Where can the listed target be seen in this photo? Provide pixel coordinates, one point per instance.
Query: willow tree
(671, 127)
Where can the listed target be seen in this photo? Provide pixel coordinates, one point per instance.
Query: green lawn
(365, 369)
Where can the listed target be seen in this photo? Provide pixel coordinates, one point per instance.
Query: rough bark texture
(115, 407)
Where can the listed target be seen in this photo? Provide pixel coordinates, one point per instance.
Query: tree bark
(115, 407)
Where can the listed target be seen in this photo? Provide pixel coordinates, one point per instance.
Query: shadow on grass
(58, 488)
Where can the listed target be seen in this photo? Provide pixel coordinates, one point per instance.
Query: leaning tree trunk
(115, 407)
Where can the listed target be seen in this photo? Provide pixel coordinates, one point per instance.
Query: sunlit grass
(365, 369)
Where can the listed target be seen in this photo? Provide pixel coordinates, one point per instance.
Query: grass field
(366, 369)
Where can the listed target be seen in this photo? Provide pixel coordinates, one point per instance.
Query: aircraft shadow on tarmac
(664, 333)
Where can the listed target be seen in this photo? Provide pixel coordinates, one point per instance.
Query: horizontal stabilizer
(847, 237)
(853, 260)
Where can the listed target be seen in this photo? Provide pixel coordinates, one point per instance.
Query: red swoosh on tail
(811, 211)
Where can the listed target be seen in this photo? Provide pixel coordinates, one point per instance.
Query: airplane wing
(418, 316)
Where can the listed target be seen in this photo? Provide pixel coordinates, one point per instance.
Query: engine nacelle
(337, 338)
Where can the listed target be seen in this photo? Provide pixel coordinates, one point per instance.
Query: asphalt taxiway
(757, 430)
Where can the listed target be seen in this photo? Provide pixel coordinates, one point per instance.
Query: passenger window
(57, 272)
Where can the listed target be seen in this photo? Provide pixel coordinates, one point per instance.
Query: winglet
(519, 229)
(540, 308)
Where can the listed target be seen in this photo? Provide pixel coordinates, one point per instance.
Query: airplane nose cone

==================================================

> _WHAT THE EXERCISE ASKS_:
Reproduce each entry exactly, leaving out nothing.

> _WRITTEN ANSWER_:
Where can the listed target be seen in this photo? Provide pixel coordinates, one point per instance.
Query: willow tree
(671, 127)
Where can the listed target be seen in this photo? Provide pixel coordinates, one point per instance.
Query: green lawn
(365, 369)
Where can the listed target be seen in this photo? Provide pixel coordinates, one point per instance.
Query: rough bark texture
(115, 407)
Where can the listed target be seen in this photo? Provide pixel coordinates, one point per instance.
Query: tree bark
(115, 407)
Where can the listed target be seen in this photo? Provide pixel coordinates, one point per instance.
Query: shadow on grass
(58, 488)
Where can the listed target be seen in this photo? Provide pixel coordinates, one point per instance.
Query: leaning tree trunk
(115, 407)
Where can the listed target be seen in this photo? Provide pixel coordinates, one point per instance.
Query: sunlit grass
(365, 369)
Where can the listed target be seen in this photo? Provide pixel coordinates, one point per instance.
Query: grass field
(366, 369)
Where can the listed target be seen in this photo? Provide pixel coordinates, one point per instance.
Query: aircraft shadow on tarmac
(664, 333)
Where can the listed target be seen in this photo? Provide pixel coordinates, one point per instance.
Query: horizontal stabilizer
(847, 237)
(853, 260)
Where can the listed target be seen in this photo? Provide pixel coordinates, one point per instance.
Query: red swoosh on tail
(811, 211)
Where can the listed target be seen in this photo? Provide pixel coordinates, one point per instance.
Query: airplane wing
(418, 316)
Where can the listed target be seen in this photo? Provide pixel coordinates, one point per instance.
Query: engine nacelle
(337, 338)
Where can the listed target be seen in this photo? Provide pixel coordinates, one point per instance.
Query: asphalt taxiway
(757, 430)
Where can the listed target be seen in this photo? Provide pixel coordinates, one point per instance.
Query: passenger window
(57, 272)
Where can the listed target be seen in this photo? Provide pixel coordinates, one point per instance.
Query: winglet
(519, 229)
(540, 308)
Where can the listed target be seen in this photo? Provide pixel coordinates, one point per instance.
Query: airplane nose cone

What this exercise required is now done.